- **Do this**:
Leave out any picture and return the remaining listing below exactly as given.
— Start Records for this exercise —
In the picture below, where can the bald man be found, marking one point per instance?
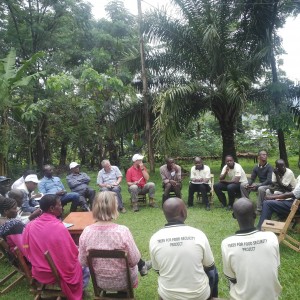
(251, 257)
(182, 256)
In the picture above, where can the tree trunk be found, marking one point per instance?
(146, 95)
(282, 147)
(63, 153)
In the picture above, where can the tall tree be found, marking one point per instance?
(12, 78)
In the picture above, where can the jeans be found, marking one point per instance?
(134, 190)
(282, 208)
(70, 197)
(117, 190)
(233, 190)
(168, 187)
(201, 188)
— End Records for this exercise —
- **Task solution**:
In the picture below, where can the bald man be found, marking one point per instance?
(251, 257)
(182, 256)
In the picture above, where can the tree trunk be found, marking one point per instance?
(146, 95)
(282, 147)
(63, 153)
In the picture above, where can the tall tree be found, marking one point per instance?
(12, 78)
In the picture above, where can the jeans be found, marking one point per instance?
(134, 190)
(282, 208)
(70, 197)
(117, 190)
(233, 190)
(168, 187)
(201, 188)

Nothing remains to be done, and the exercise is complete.